* Quoted passage

════

Andrew and I received a notification in the mail about a month ago, advising us that a permanency hearing had been scheduled.  So we put it on our calendars and went.  It was 15 minutes long and 10 of those minutes were spent calendaring – as in the officers of the court all looking at their calendars to figure out a mutually agreeable date for the next hearing.  It is now clear to me that our entire criminal justice system can probably be fixed if everyone just used google calendar.  Seriously, it would save millions and all that money could go to educating the poor and disenfranchised, teaching people good parenting skills and responsible family planning. But I digress.

We went and we probably didn’t need to.  Nothing happened.  They reviewed some court documents, found an error, corrected it and scheduled another hearing for September.

Blitzen’s Nana was there. We also met Blitzen’s mother for the first time – we literally just said ‘hi’.  She was busy and upset – we certainly did not expect a heartfelt conversation.  I was kind of surprised by her lack of interest or curiousity but then again, not really. I think that I have mentioned before that Blitzen perceives herself to be the root of her families problems.  She has said this to us many times.  It is either “I am the reason that all the kids are in care” or “Mommy thinks it is my fault that the kids are in care”.  It is hard to know the reality of statement number 2 but Nana has offered some cooberation there so it is probably not a complete fiction that Blitzen has been, in some way, scapegoated by mom and at least a few of siblings.  We believe that there was an incident involving Blitzen that ultimately resulted in the children’s last removal from their home.  So if you were a very immature person with no sense of responsibility or accountability and perhaps some mental health issues, you could say that all of this was Blitzen’s fault.  Or if you were a nine year old that believed yourself to be totally unlovable, you could say that.  Anyone else would know that it could not in any way, shape or form, be true.  But Blitzen feels like an outsider to be sure.

════

* Material
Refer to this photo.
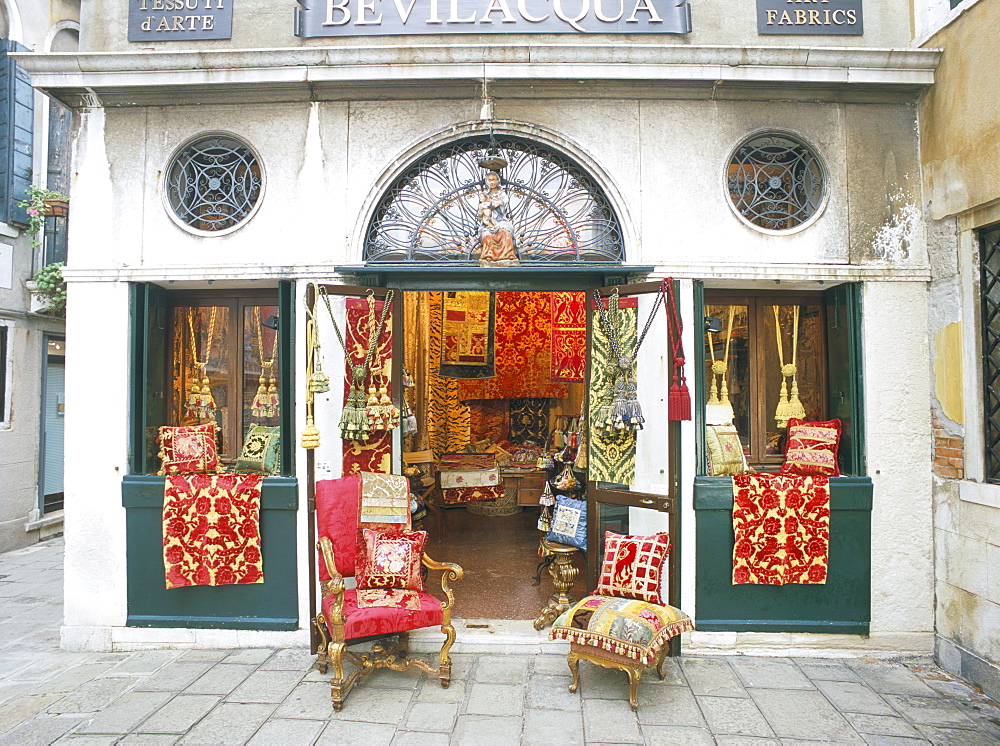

════

* What you will do
1. Write out the permanency hearing post word for word, everything from "Andrew and I" down to "planning. But I digress.".
2. Write what comes next in the permanency hearing post, picking up after its final sentence.
The data has no connection to the permanency hearing post.

* Answers to the exercise
1.
Andrew and I received a notification in the mail about a month ago, advising us that a permanency hearing had been scheduled.  So we put it on our calendars and went.  It was 15 minutes long and 10 of those minutes were spent calendaring – as in the officers of the court all looking at their calendars to figure out a mutually agreeable date for the next hearing.  It is now clear to me that our entire criminal justice system can probably be fixed if everyone just used google calendar.  Seriously, it would save millions and all that money could go to educating the poor and disenfranchised, teaching people good parenting skills and responsible family planning. But I digress.

2.
All this to say that I am not sure what I expected to get when I met Blitzen’s mom but I didn’t get anything except a face that now will pop into my head when Blitzen talks about her.  She is young, oh so very young, and scared too, I am sure.

And since Nana was there, Andrew and I got our usual earful of kinda crazy, half-information that makes us scratch our heads saying “Did she just really say that?”

Nana informed us that the agency has been falsifying records in order to win the case against Bio Mom.  I really didn’t have the heart to say that I couldn’t imagine anyone in the courtroom caring enough to jeopardize their career by falsifying anything – what would be the point?  It is possible that the agency has been irresponsible, maybe they haven’t done everything well, but perjury seems an extreme reaction to this particular case.  Then Nana let us know that because the records have been falsified, Bio Mom was getting the kids back and when she does, she will be keeping 5 and giving Blitzen to Nana.  When she says these things, we literally do not know how to respond.  We often simply gape at her, our mouths hanging open, words failing to form as our brains spin around and around thinking – how on earth does a family get this screwed up?

Fast-forward 16 minutes, Andrew and I are exiting the courthouse and I am now yelling “What, what, is she crazy? Doesn’t she see how damaging that kind of arrangement would be to these kids? They are not f@#$ing puppies! You can’t take your pick of the litter.”

Guess we’ll see what happens in September.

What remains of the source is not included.